Stored data entries
<<<<
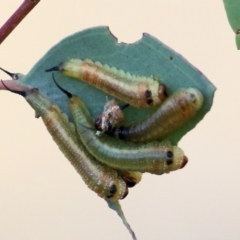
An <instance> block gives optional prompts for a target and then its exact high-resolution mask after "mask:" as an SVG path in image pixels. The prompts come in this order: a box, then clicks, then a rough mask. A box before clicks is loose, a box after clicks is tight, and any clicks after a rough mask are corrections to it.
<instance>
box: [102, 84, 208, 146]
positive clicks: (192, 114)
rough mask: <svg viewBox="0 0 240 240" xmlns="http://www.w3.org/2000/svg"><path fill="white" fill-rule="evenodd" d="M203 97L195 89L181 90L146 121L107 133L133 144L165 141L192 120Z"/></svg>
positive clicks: (142, 121) (195, 114) (108, 132)
mask: <svg viewBox="0 0 240 240" xmlns="http://www.w3.org/2000/svg"><path fill="white" fill-rule="evenodd" d="M203 101H204V98H203V95H202V93H201V92H200V91H199V90H197V89H195V88H188V89H180V90H178V91H177V92H175V93H174V94H173V95H171V96H170V97H169V98H167V99H166V100H165V101H164V103H163V104H162V105H161V106H160V107H159V108H158V109H157V110H156V111H155V112H154V113H153V114H152V115H150V116H149V117H147V118H146V119H145V120H143V121H141V122H139V123H136V124H130V125H128V126H120V127H115V128H113V129H111V130H109V131H106V132H107V133H108V134H109V135H113V136H115V137H116V138H120V139H122V140H123V139H126V140H129V141H132V142H148V141H153V140H159V139H164V138H165V137H166V136H168V135H169V134H171V133H172V132H174V131H176V130H177V129H179V128H180V127H182V126H183V125H184V124H186V123H187V122H188V121H189V120H191V119H192V118H193V117H194V116H195V115H196V114H197V112H198V111H199V110H200V109H201V107H202V105H203Z"/></svg>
>>>>
Exercise directions :: Copy the records from their first line through the line containing "positive clicks: (142, 121)", swapping each "rough mask" for "coarse mask" and changing nothing else. Omit the pictures from your answer.

Task output ::
An <instance> block gives optional prompts for a target and then its exact high-resolution mask after "mask:" as an SVG path in image pixels. The prompts come in this order: a box, then clicks, then a coarse mask. A box before clicks is loose, a box after clicks is tight, and any clicks after a coarse mask are corrections to it.
<instance>
box: [102, 84, 208, 146]
positive clicks: (192, 114)
coarse mask: <svg viewBox="0 0 240 240" xmlns="http://www.w3.org/2000/svg"><path fill="white" fill-rule="evenodd" d="M203 97L195 89L181 90L146 121L107 133L133 144L165 141L192 120Z"/></svg>
positive clicks: (142, 121) (195, 114) (108, 132)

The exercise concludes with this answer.